= Beginning of Section =
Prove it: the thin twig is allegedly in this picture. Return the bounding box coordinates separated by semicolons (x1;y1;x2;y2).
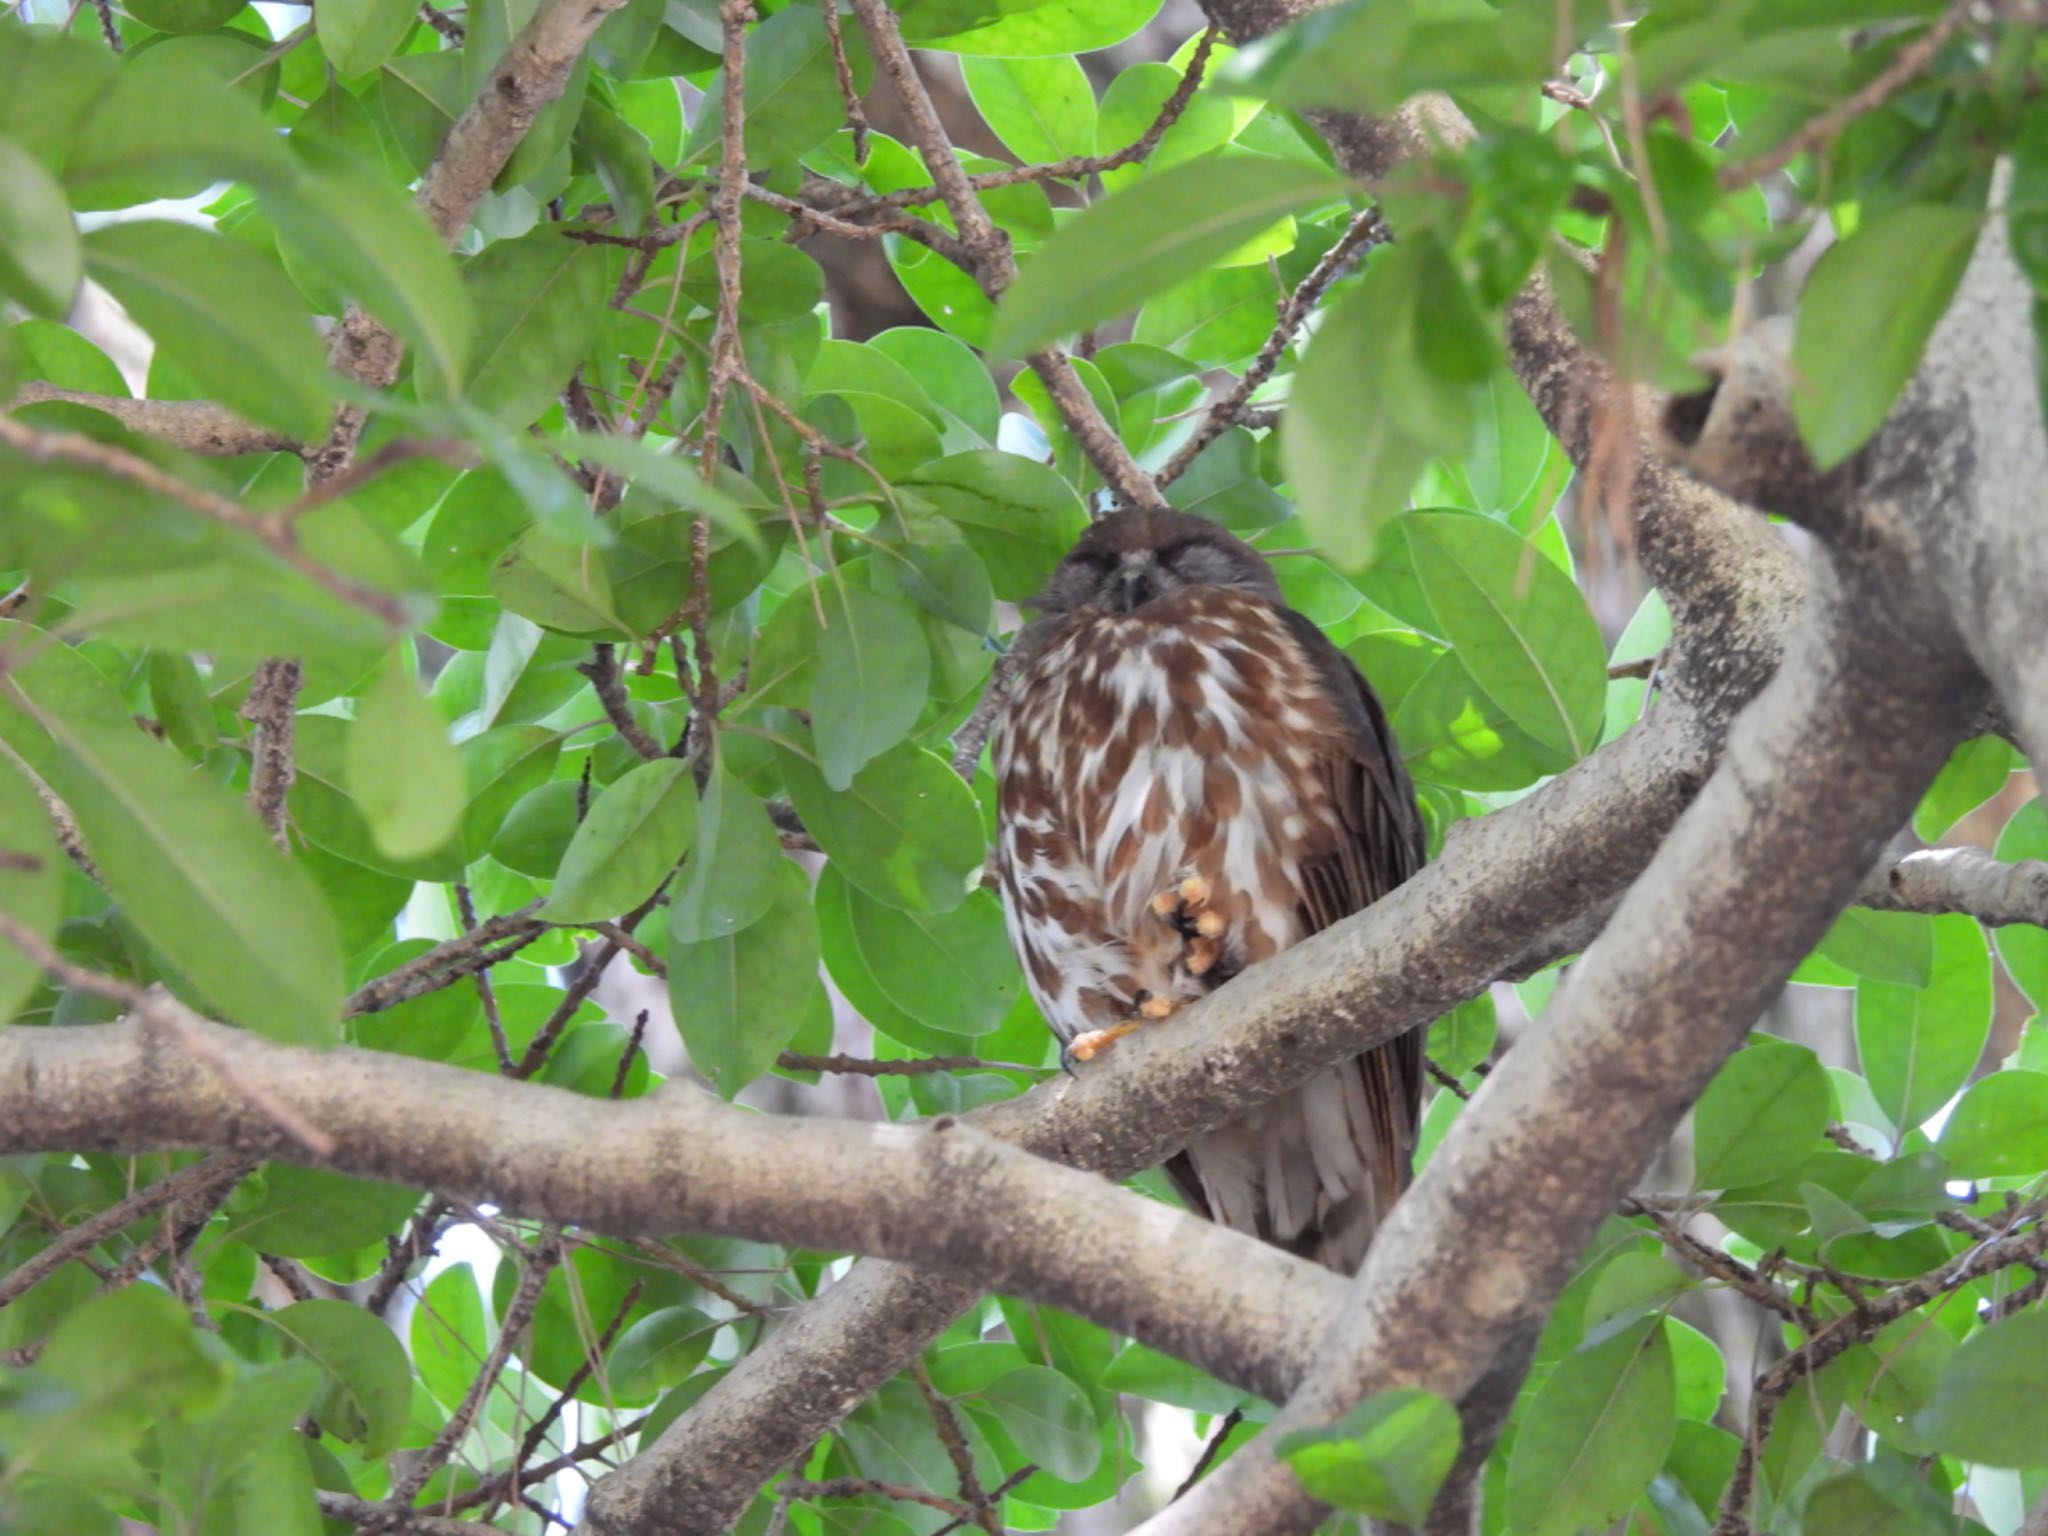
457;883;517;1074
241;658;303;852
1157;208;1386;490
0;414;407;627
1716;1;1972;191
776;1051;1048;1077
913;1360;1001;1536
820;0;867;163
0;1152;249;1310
= End of Section =
Required action = Please reproduce each line of the listing above exactly, skipping pictures.

Exercise output =
Prove it: the thin twig is allegedly in this picture. Return the bounding box coordinates separated by semicolons (x1;y1;x2;y2).
457;883;517;1074
241;658;303;852
1157;208;1386;490
0;414;407;627
1716;1;1972;191
776;1051;1048;1077
913;1360;1001;1536
820;0;867;163
0;1152;249;1310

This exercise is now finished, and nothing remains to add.